What to do |
- a) Answer these questions using the Dataset Creation page:
(i) What type is listed for post_process_fn?
(ii) What return type does create_datasets have?
(iii) What default value does load_exclusions take in get_train_datasets?
Mark your answers (i), (ii), (iii), one per line.
- b) Output the part of the Dataset Creation page from "List of training" up to and including "of validation datasets.", character for character.

Quoted passage |
** Start **

Dataset Creation

class dipm.data.chemical_datasets.dataset_creation.DatasetCreation(config: DatasetCreationConfig)

Class for creating datasets.

post_process_fn

Function to apply to each system after loading.

Type:

Callable[[ChemicalSystem], Any] | None

__init__(config: DatasetCreationConfig)
create_datasets(post_process_fn: Callable[[ChemicalSystem], Any] | None = None) tuple[ConcatDataset, ConcatDataset | None, ConcatDataset | None]

Create dataset from config.

get_train_datasets(post_process_fn: Callable[[ChemicalSystem], Any] | None = None, load_exclusions: bool = True) list[Hdf5Dataset]

List of training datasets.

get_valid_datasets(post_process_fn: Callable[[ChemicalSystem], Any] | None = None, load_exclusions: bool = True) list[Hdf5Dataset]

List of validation datasets.

get_test_datasets(post_process_fn: Callable[[ChemicalSystem], Any] | None = None, load_exclusions: bool = True) list[Hdf5Dataset]

List of test datasets.

static filter_duplicates(datasets: list[Hdf5Dataset], datasets_to_exclude: list[Hdf5Dataset])

Filter out duplicate datasets.

** End **

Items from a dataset

** Start **

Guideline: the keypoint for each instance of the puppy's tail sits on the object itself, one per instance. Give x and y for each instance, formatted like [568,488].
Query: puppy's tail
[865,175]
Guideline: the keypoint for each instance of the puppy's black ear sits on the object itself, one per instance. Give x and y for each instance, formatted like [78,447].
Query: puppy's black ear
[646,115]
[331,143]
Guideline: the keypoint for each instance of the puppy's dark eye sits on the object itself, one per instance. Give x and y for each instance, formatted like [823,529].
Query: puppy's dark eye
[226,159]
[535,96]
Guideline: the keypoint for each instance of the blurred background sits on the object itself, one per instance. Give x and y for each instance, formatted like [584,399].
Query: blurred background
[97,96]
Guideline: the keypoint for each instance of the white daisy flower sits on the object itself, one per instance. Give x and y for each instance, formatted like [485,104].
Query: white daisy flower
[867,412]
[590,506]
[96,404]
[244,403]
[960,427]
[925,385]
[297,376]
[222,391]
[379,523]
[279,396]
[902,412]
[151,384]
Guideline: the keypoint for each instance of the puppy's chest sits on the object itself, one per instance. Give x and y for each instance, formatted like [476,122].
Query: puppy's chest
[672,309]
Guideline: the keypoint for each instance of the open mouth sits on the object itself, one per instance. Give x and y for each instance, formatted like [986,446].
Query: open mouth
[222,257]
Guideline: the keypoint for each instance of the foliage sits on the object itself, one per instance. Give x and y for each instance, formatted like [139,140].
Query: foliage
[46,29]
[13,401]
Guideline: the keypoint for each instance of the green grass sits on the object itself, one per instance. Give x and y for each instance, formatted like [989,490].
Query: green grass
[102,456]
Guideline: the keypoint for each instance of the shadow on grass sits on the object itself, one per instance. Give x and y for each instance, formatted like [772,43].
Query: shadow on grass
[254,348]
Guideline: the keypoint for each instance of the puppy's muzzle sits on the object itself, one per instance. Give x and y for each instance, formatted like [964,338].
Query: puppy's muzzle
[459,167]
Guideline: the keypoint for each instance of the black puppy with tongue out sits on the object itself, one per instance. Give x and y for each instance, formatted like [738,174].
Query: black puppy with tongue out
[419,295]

** End **

Responses for each task |
- a)
(i) Callable[[ChemicalSystem], Any] | None
(ii) tuple[ConcatDataset, ConcatDataset | None, ConcatDataset | None]
(iii) True

- b)
List of training datasets.

get_valid_datasets(post_process_fn: Callable[[ChemicalSystem], Any] | None = None, load_exclusions: bool = True) list[Hdf5Dataset]

List of validation datasets.